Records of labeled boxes
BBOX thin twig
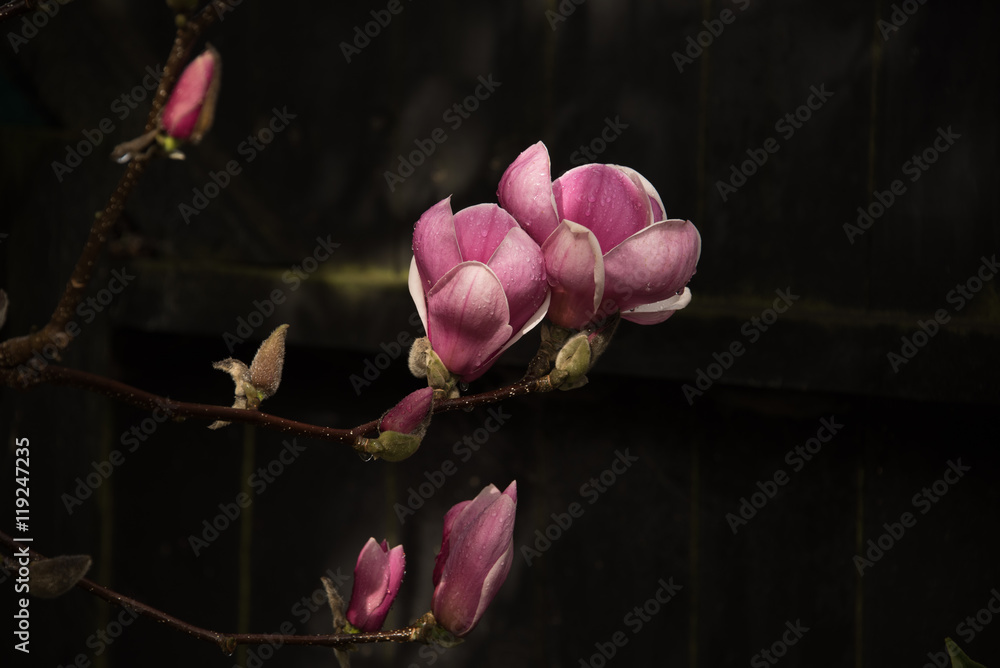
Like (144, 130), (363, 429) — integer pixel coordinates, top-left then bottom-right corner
(7, 364), (378, 446)
(0, 0), (242, 367)
(0, 531), (425, 654)
(0, 364), (553, 450)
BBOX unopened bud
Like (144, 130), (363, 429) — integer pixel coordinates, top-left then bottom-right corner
(549, 332), (591, 390)
(379, 387), (434, 436)
(160, 46), (222, 152)
(247, 325), (288, 408)
(364, 431), (422, 462)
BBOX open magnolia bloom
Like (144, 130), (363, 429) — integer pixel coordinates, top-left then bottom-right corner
(409, 197), (549, 382)
(497, 142), (701, 329)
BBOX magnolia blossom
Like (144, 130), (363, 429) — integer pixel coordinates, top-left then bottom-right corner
(431, 481), (517, 636)
(409, 197), (549, 381)
(160, 47), (222, 144)
(347, 538), (406, 631)
(497, 142), (701, 329)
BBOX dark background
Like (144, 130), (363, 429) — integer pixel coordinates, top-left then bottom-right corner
(0, 0), (1000, 668)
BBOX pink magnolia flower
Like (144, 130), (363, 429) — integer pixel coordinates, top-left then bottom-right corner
(409, 197), (549, 381)
(431, 481), (517, 636)
(497, 142), (701, 329)
(160, 46), (222, 144)
(347, 538), (406, 631)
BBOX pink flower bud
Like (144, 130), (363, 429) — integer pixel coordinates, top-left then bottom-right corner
(378, 387), (434, 434)
(409, 197), (549, 381)
(497, 142), (701, 329)
(160, 46), (222, 144)
(347, 538), (406, 632)
(431, 481), (517, 636)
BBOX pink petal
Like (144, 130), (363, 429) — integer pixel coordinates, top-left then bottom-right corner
(413, 196), (462, 292)
(427, 262), (513, 382)
(542, 220), (605, 329)
(406, 255), (427, 332)
(622, 288), (691, 325)
(347, 538), (406, 631)
(455, 204), (517, 264)
(487, 225), (549, 331)
(434, 498), (474, 587)
(497, 142), (559, 244)
(160, 48), (219, 139)
(604, 220), (701, 311)
(612, 165), (667, 223)
(552, 165), (653, 253)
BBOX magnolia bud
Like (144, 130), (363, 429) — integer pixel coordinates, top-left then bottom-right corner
(364, 431), (422, 462)
(549, 332), (591, 390)
(247, 325), (288, 408)
(160, 46), (222, 147)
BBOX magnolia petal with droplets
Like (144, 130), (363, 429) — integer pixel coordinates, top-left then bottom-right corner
(552, 164), (653, 253)
(622, 288), (691, 325)
(427, 262), (513, 381)
(604, 220), (701, 311)
(497, 142), (559, 244)
(542, 220), (605, 329)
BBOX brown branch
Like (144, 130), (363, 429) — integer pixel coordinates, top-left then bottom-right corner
(0, 531), (427, 654)
(0, 364), (553, 452)
(6, 364), (378, 448)
(0, 0), (242, 367)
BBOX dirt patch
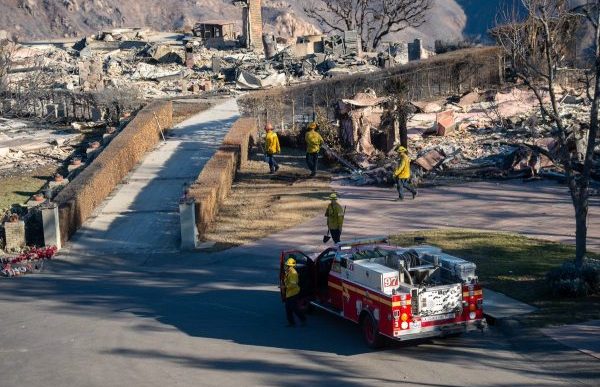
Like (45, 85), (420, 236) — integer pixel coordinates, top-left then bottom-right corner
(204, 149), (332, 250)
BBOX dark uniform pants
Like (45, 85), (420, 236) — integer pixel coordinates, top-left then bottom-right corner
(285, 295), (306, 325)
(396, 178), (417, 199)
(306, 152), (319, 176)
(267, 153), (279, 172)
(329, 229), (342, 243)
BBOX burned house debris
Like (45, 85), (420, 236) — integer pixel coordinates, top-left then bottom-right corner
(193, 20), (237, 49)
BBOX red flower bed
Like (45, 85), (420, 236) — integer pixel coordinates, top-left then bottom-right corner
(0, 246), (58, 277)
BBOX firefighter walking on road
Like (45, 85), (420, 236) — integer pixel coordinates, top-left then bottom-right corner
(283, 258), (306, 327)
(394, 146), (417, 200)
(325, 193), (346, 243)
(265, 123), (281, 173)
(304, 122), (323, 177)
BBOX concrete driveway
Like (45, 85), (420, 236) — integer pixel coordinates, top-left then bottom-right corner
(0, 177), (600, 387)
(69, 99), (239, 254)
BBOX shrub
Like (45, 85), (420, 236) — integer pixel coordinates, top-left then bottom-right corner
(546, 259), (600, 297)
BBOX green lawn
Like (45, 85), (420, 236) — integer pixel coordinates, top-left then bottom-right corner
(392, 230), (600, 326)
(0, 166), (56, 211)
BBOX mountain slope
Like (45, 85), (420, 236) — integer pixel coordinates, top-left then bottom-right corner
(0, 0), (511, 45)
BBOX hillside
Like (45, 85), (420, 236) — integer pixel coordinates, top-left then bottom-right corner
(0, 0), (509, 44)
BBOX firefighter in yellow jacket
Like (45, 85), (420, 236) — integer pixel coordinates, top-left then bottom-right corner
(265, 123), (281, 173)
(283, 257), (306, 327)
(325, 193), (345, 243)
(394, 146), (417, 200)
(304, 122), (323, 177)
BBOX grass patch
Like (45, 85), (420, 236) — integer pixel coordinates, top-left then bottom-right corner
(204, 149), (331, 251)
(391, 230), (600, 326)
(0, 166), (57, 212)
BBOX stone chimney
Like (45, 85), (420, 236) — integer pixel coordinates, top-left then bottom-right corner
(242, 0), (264, 52)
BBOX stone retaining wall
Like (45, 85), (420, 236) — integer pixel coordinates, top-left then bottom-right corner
(55, 101), (173, 243)
(187, 118), (258, 237)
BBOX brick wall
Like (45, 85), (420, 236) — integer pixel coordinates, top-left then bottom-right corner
(55, 101), (173, 244)
(188, 118), (258, 237)
(248, 0), (263, 52)
(4, 220), (25, 251)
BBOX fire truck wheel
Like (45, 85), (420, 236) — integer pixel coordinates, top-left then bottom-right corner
(298, 297), (314, 314)
(360, 313), (385, 349)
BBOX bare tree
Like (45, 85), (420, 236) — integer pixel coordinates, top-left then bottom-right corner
(493, 0), (600, 267)
(0, 40), (14, 94)
(304, 0), (432, 50)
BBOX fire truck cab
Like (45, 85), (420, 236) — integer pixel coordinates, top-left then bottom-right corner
(280, 237), (485, 348)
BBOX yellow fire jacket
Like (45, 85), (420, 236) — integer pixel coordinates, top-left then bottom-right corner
(283, 267), (300, 298)
(265, 130), (281, 155)
(325, 202), (344, 230)
(304, 130), (323, 153)
(394, 153), (410, 179)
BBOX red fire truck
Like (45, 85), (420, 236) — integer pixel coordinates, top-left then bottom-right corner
(280, 237), (485, 348)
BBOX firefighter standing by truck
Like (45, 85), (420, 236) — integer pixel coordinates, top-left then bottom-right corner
(304, 122), (323, 177)
(394, 146), (417, 200)
(325, 193), (346, 243)
(265, 123), (281, 173)
(283, 257), (306, 327)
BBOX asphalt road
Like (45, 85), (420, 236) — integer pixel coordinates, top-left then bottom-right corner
(0, 249), (600, 387)
(0, 104), (600, 387)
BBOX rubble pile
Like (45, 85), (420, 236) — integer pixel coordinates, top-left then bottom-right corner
(0, 119), (84, 177)
(3, 28), (431, 102)
(340, 88), (600, 185)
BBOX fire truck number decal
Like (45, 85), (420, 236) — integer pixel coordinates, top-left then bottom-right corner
(421, 313), (456, 322)
(383, 277), (398, 288)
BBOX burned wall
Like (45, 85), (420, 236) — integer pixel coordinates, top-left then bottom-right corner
(239, 47), (504, 126)
(55, 101), (173, 243)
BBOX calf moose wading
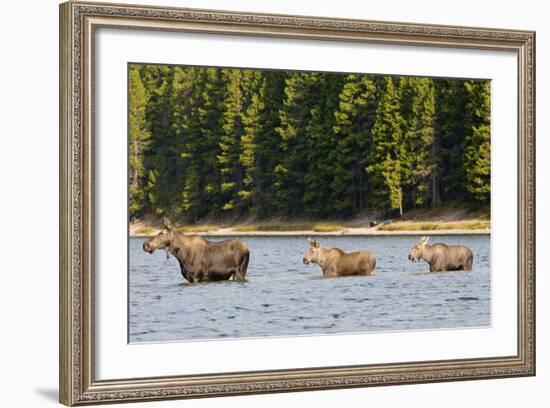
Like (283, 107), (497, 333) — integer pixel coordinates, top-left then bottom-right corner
(409, 237), (474, 272)
(143, 217), (250, 282)
(304, 238), (376, 278)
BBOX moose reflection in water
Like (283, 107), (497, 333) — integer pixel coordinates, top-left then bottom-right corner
(303, 238), (376, 278)
(143, 217), (250, 283)
(409, 237), (474, 272)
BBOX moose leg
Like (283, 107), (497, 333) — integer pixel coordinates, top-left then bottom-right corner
(233, 252), (250, 282)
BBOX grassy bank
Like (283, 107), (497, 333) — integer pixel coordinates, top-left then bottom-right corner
(378, 220), (491, 231)
(130, 208), (491, 236)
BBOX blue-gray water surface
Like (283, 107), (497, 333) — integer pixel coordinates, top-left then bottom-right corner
(129, 235), (491, 342)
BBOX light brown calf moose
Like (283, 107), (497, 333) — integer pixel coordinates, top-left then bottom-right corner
(304, 238), (376, 278)
(409, 237), (474, 272)
(143, 217), (250, 282)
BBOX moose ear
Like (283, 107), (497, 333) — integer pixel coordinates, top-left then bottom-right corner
(164, 217), (174, 229)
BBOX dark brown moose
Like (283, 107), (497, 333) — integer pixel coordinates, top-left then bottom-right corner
(409, 237), (474, 272)
(143, 217), (250, 282)
(304, 238), (376, 278)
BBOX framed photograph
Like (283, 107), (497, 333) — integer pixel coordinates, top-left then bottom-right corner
(60, 2), (535, 405)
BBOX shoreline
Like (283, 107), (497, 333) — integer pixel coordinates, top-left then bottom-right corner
(129, 227), (491, 238)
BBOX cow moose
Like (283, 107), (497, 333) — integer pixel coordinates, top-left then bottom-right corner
(303, 238), (376, 278)
(143, 217), (250, 283)
(409, 237), (474, 272)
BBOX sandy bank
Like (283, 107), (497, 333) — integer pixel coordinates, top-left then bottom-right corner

- Objective: Rewrite the lines from the one containing "BBOX moose leg" through the one containing "(164, 217), (174, 229)", inclusive, substituting "grass-covered bank" for "grassy bank" and leaving everything else unchanged. Return only those lines.

- Response to this task:
BBOX moose leg
Like (283, 107), (497, 333) — integer pixel coordinates, top-left then bottom-right corner
(233, 252), (250, 282)
BBOX grass-covered bank
Like (283, 107), (497, 333) — integer pixel coordinates, top-left then bottom-right corner
(378, 220), (491, 231)
(130, 208), (491, 236)
BBOX blue-gray water surface
Like (283, 107), (497, 333) — integer pixel coordinates, top-left then bottom-right corner
(129, 235), (491, 342)
BBOX light brown calf moose
Like (283, 107), (497, 333) — integer pixel coordinates, top-left then bottom-right corner
(304, 238), (376, 278)
(409, 237), (474, 272)
(143, 217), (250, 282)
BBOX moose ear
Like (283, 107), (497, 333) — integer pixel coordinates, top-left then bottom-right corner
(164, 217), (174, 229)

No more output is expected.